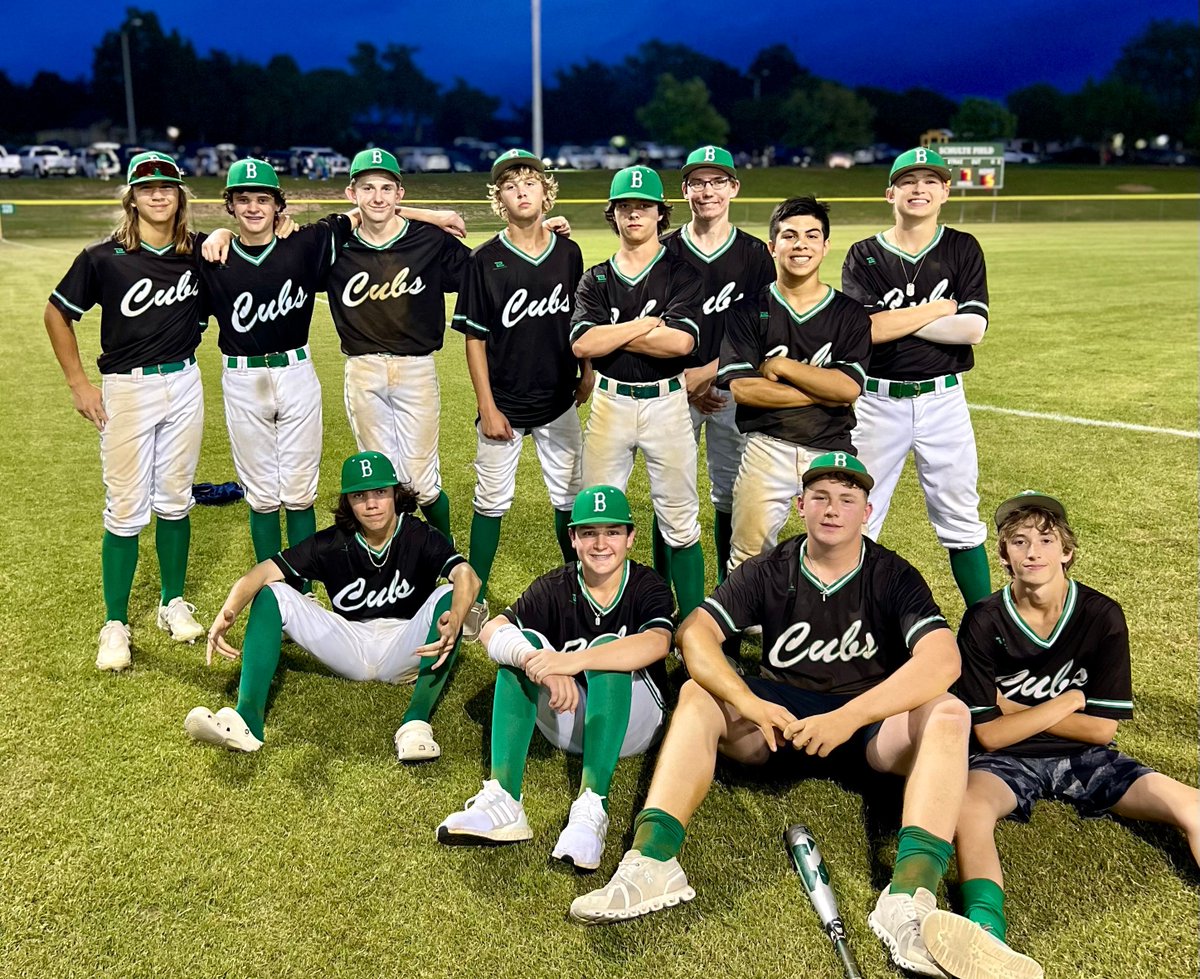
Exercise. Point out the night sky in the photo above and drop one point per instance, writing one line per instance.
(959, 48)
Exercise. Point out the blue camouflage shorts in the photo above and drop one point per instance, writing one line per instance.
(1092, 780)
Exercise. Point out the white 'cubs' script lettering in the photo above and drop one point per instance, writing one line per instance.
(355, 594)
(245, 316)
(517, 308)
(723, 300)
(893, 299)
(1024, 684)
(142, 294)
(359, 288)
(793, 646)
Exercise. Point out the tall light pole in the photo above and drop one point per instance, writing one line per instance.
(535, 11)
(129, 78)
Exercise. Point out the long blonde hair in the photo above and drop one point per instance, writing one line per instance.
(129, 233)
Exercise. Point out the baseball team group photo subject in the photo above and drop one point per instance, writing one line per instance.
(761, 635)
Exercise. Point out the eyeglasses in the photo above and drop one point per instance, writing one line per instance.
(717, 182)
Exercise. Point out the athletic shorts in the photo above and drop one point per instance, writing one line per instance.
(805, 703)
(1092, 780)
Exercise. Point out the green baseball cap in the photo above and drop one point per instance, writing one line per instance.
(600, 504)
(919, 158)
(1027, 498)
(246, 174)
(375, 160)
(367, 470)
(145, 167)
(507, 161)
(717, 157)
(639, 182)
(841, 463)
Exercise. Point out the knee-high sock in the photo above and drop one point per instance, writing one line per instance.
(118, 563)
(437, 514)
(688, 577)
(430, 682)
(485, 539)
(264, 534)
(605, 724)
(971, 572)
(259, 659)
(172, 540)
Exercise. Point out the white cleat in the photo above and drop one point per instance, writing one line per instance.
(970, 952)
(640, 886)
(114, 646)
(178, 617)
(581, 842)
(897, 923)
(226, 728)
(489, 818)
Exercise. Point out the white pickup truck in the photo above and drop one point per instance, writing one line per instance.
(47, 161)
(10, 163)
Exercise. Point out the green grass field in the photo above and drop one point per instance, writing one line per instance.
(131, 852)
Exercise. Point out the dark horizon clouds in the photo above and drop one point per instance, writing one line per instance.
(959, 48)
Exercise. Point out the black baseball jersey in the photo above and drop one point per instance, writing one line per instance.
(666, 288)
(390, 299)
(521, 307)
(263, 296)
(844, 637)
(149, 299)
(738, 269)
(835, 332)
(391, 583)
(877, 274)
(1089, 648)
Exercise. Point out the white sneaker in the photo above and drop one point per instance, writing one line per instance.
(897, 923)
(477, 617)
(970, 952)
(178, 618)
(226, 728)
(490, 817)
(581, 842)
(640, 886)
(114, 646)
(414, 743)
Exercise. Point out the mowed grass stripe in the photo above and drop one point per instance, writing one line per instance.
(131, 852)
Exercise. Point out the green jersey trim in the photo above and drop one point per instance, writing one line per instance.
(905, 256)
(1068, 607)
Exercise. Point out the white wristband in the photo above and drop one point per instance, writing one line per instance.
(509, 646)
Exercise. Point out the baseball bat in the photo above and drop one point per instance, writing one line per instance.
(815, 876)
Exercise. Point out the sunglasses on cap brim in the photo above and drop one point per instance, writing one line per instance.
(153, 168)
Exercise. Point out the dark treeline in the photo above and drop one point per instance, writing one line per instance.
(665, 92)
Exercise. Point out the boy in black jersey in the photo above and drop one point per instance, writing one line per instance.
(577, 655)
(390, 620)
(1045, 674)
(856, 653)
(515, 311)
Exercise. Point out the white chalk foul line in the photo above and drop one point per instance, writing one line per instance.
(1093, 422)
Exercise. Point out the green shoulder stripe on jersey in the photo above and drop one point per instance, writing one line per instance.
(700, 253)
(66, 302)
(531, 259)
(835, 587)
(642, 274)
(799, 318)
(715, 606)
(403, 230)
(255, 259)
(903, 254)
(918, 626)
(1068, 607)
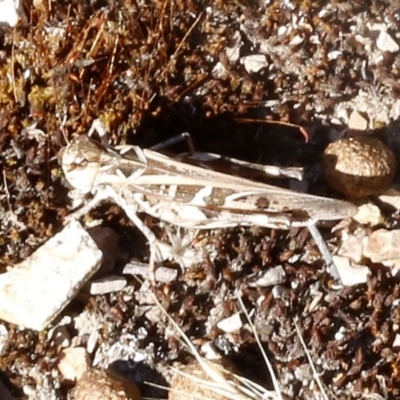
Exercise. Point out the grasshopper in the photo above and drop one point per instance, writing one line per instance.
(188, 196)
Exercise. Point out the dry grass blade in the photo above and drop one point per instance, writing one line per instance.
(315, 373)
(267, 362)
(218, 379)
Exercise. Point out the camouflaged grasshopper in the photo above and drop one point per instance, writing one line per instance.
(188, 196)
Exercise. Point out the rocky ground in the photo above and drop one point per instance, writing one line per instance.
(223, 71)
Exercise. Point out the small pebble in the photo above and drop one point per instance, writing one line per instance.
(105, 385)
(358, 167)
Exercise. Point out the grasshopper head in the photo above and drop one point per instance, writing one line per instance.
(80, 162)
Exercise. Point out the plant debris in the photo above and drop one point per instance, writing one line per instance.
(226, 72)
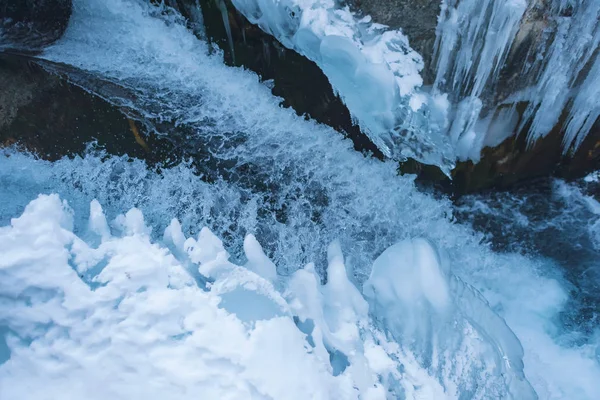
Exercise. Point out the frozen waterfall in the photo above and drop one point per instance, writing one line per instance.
(489, 56)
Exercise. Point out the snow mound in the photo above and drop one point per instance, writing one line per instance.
(134, 319)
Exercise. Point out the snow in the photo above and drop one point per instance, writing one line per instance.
(126, 319)
(371, 67)
(474, 39)
(308, 189)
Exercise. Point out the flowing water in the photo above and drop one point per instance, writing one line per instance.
(297, 186)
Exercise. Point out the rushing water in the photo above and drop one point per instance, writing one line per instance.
(297, 186)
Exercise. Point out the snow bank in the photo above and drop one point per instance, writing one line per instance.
(129, 318)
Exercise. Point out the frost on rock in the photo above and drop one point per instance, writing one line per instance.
(372, 68)
(129, 319)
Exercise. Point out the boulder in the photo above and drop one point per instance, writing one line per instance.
(29, 25)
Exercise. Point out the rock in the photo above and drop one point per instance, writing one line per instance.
(297, 80)
(29, 25)
(51, 117)
(416, 18)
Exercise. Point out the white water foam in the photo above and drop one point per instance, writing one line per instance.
(314, 189)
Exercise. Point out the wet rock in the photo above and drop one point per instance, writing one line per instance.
(297, 80)
(52, 117)
(416, 18)
(29, 25)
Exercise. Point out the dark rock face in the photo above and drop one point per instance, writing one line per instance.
(297, 80)
(51, 117)
(416, 18)
(29, 25)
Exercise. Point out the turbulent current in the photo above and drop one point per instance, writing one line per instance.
(282, 265)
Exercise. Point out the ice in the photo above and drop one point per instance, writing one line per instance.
(307, 188)
(423, 305)
(372, 68)
(474, 39)
(140, 326)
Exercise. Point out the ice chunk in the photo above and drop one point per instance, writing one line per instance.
(373, 69)
(258, 260)
(432, 312)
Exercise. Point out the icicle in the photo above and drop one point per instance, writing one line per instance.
(473, 40)
(585, 110)
(575, 41)
(225, 15)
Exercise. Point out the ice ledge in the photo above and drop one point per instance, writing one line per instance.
(372, 68)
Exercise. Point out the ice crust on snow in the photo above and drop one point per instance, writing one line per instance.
(474, 39)
(371, 67)
(126, 318)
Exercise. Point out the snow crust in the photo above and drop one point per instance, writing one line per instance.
(474, 39)
(330, 193)
(127, 319)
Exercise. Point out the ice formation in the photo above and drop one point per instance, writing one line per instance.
(306, 189)
(474, 39)
(125, 318)
(372, 68)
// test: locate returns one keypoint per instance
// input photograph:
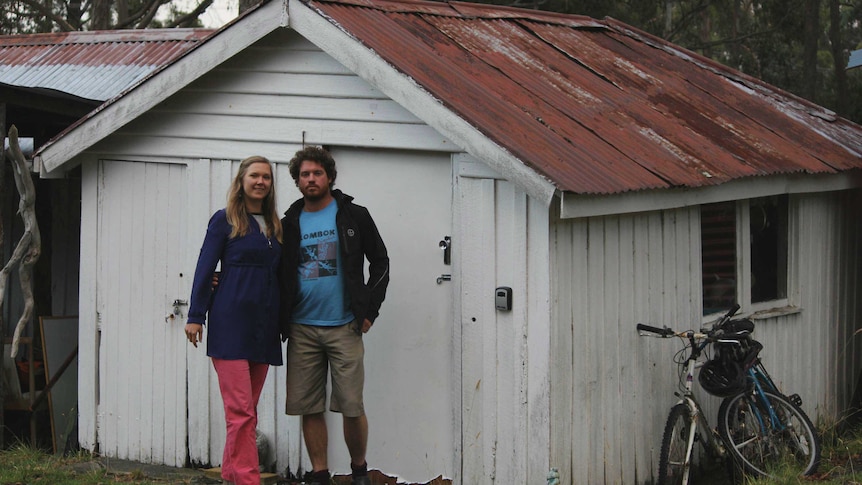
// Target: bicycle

### Aim of the task
Images are not wanted in the copy. Please print the material above exactly.

### Exercise response
Exercise. Point out the night sky in the photo above and drop one point per instance, writing one line per instance.
(959, 48)
Exercise. Point out the blue camouflage shorts in the photo above and drop one point per instance, writing one line per instance.
(1092, 780)
Exercise. Point out the white 'cubs' script lettering in the photo above and drop one point per instance, writing one line per instance.
(355, 594)
(245, 316)
(517, 308)
(723, 300)
(893, 299)
(1024, 684)
(142, 294)
(359, 288)
(793, 646)
Exercise. Point out the tall light pole in the photo above and drop one point per instance, writing one line per instance.
(535, 11)
(129, 78)
Exercise. Point out the long blonde hair in the photo above and drop one point per instance, writing one line per instance.
(129, 233)
Exercise. Point out the baseball team group photo subject in the photo above and drop one point per instance, writing one line per instance.
(761, 635)
Exercise. Point out the eyeglasses in the photo above and drop one point per instance, writing one line per instance.
(717, 182)
Exercise. Point out the athletic shorts in the photo above and drop one point per instance, writing one line per instance.
(805, 703)
(1092, 780)
Exercise. Point out the green baseball cap in the photo above and drop one point per instance, writing one line per instance.
(600, 504)
(919, 158)
(1027, 498)
(246, 174)
(375, 160)
(367, 470)
(145, 167)
(507, 161)
(717, 157)
(639, 182)
(841, 463)
Exercise. Point out the knee-high sock in the photo above and drop one point per instance, writing one line per instance.
(118, 563)
(437, 514)
(688, 577)
(430, 682)
(485, 539)
(264, 534)
(605, 724)
(971, 572)
(259, 659)
(172, 540)
Exercise. Point out the white cleat in the photo above and drop one point per instance, writing one line per instance.
(970, 952)
(640, 886)
(114, 646)
(178, 617)
(581, 842)
(897, 923)
(226, 728)
(489, 818)
Exercise. Point out the white pickup truck in the photo above and drop one point per instance, writing one line per instance.
(47, 161)
(10, 163)
Exercise. Point out the green grass field in the photo above and drop one point per instance, writing one line per instance.
(131, 852)
Exercise. Point out the dark horizon clouds in the photo above and drop one point per instance, writing one line per instance.
(959, 48)
Exercise. Point out the black baseball jersey in the photo above and drop one point per instance, writing one line per instance.
(666, 288)
(390, 299)
(521, 307)
(263, 296)
(844, 637)
(149, 299)
(738, 269)
(835, 332)
(391, 583)
(877, 274)
(1089, 648)
Exercise. Point out the white sneaker in the photo above and drop one point per instance, writing one line per instance.
(897, 923)
(477, 617)
(970, 952)
(178, 618)
(226, 728)
(490, 817)
(581, 842)
(640, 886)
(114, 646)
(414, 743)
Exercise. Point out the mowed grass stripe in the photo above and drop one point per instance, writing one line per instance.
(131, 852)
Exercise. Point out the green jersey trim in the photo above and drop one point per instance, writing one line per instance.
(905, 256)
(1068, 607)
Exercise. Point out the white wristband in the photo above and drop one point per instance, writing one line per instance.
(509, 646)
Exercise. Point out the baseball bat in the photo above and drop one point per instance, writing one line per instance.
(815, 876)
Exercise. Point out the sunglasses on cap brim in the photo above and drop one point per instance, writing one line per instance.
(153, 168)
Exercise. Point out the dark treeline in the photo above and drop one point per instance, writing one line per instance.
(665, 92)
Exercise. Point out the boy in black jersey in the photo above and drop one point per instance, writing one line per instance.
(577, 655)
(390, 620)
(1045, 674)
(856, 653)
(515, 311)
Exercise. Point out the white chalk foul line in the photo above and drop one point per instance, writing one line per instance.
(1093, 422)
Exercise. Point out the green shoulder stripe on jersey in the photo above and drop one point per instance, writing one line per instance.
(700, 253)
(66, 302)
(531, 259)
(835, 587)
(642, 274)
(799, 318)
(715, 606)
(403, 230)
(255, 259)
(903, 254)
(918, 626)
(1068, 607)
Exercise. Point out the grasshopper in the photo above and drop one point per instance, writing one line per instance.
(188, 196)
Exercise. Point out the dry grass blade in the photo above and drop one point per instance, writing one line per instance.
(315, 373)
(267, 362)
(218, 379)
Exercise. Point out the camouflaged grasshopper in the photo above and drop one point per instance, writing one line per instance.
(188, 196)
Exercise. Point out the rocky ground in the photo above and drop one point per instance, writing one line per instance.
(223, 71)
Exercise. Point out the small pebble in the photo above and drop one point per instance, writing one line per instance.
(105, 385)
(358, 167)
Exercise. Point out the grasshopper head in the photo above and drop one point per instance, writing one line per instance.
(80, 162)
Exercise. Point out the plant debris in the photo above and drop one point per instance, writing one line per instance.
(226, 72)
Exercise. Point out the frozen waterfall in the photo above and drop one point per instance, writing one line per instance.
(489, 56)
Exercise. Point out the snow mound in the photo above and drop one point per instance, writing one line per instance.
(134, 319)
Exercise. Point out the snow in the photo above and drop one point per instance, writing one line per instance.
(126, 319)
(371, 67)
(474, 39)
(308, 189)
Exercise. Point out the flowing water in the photo above and drop one point per instance, writing one line per instance.
(297, 186)
Exercise. Point out the rushing water in the photo above and drop one point per instance, writing one line per instance.
(297, 186)
Exercise. Point out the snow bank in the photo above and drop one point per instance, writing one line per instance.
(129, 318)
Exercise. Point out the frost on rock in the photo above and drop one point per instance, writing one line per instance.
(372, 68)
(129, 319)
Exercise. Point out the boulder in the photo above and drop one point per instance, writing one line per instance.
(29, 25)
Exercise. Point out the rock in the photo above and drop one point per instance, writing one line per instance.
(297, 80)
(29, 25)
(51, 117)
(416, 18)
Exercise. Point out the white water foam in the photo above and drop one point per instance, writing one line per instance.
(314, 189)
Exercise. Point out the wet rock in the photo above and drop one point per instance, writing one line per instance.
(297, 80)
(52, 117)
(416, 18)
(29, 25)
Exercise. Point out the dark rock face in the photo above and drop one point per instance, writing one line per instance.
(297, 80)
(51, 117)
(416, 18)
(29, 25)
Exercise. Point out the turbulent current in the photo above and drop one point per instance, writing one line per instance.
(282, 265)
Exercise. Point out the ice in the photo above and drop one point per instance, writing one line per instance.
(307, 188)
(423, 305)
(372, 68)
(474, 39)
(140, 326)
Exercise. Point out the ice chunk in the photo above and drop one point per instance, writing one line per instance.
(373, 69)
(258, 260)
(432, 312)
Exercise. Point out the icicle in the photo above and drop one point per instance, writing one line per instance.
(473, 40)
(585, 110)
(575, 41)
(225, 15)
Exercise. Point out the ice ledge in the photo above and drop one point per instance, writing one line per instance.
(372, 68)
Exercise. Point out the ice crust on snow in the photo above and drop one point per instance, writing one line per instance.
(474, 39)
(371, 67)
(126, 318)
Exercise. Point out the snow crust in the photo above and drop one point per instance, writing one line per instance.
(474, 39)
(330, 193)
(127, 319)
Exercise. Point out the ice formation in the photo above and drop one point per instance, writing one line per instance.
(306, 189)
(474, 39)
(125, 318)
(372, 68)
// test: locate returns one keypoint per instance
// input photograph:
// Target: bicycle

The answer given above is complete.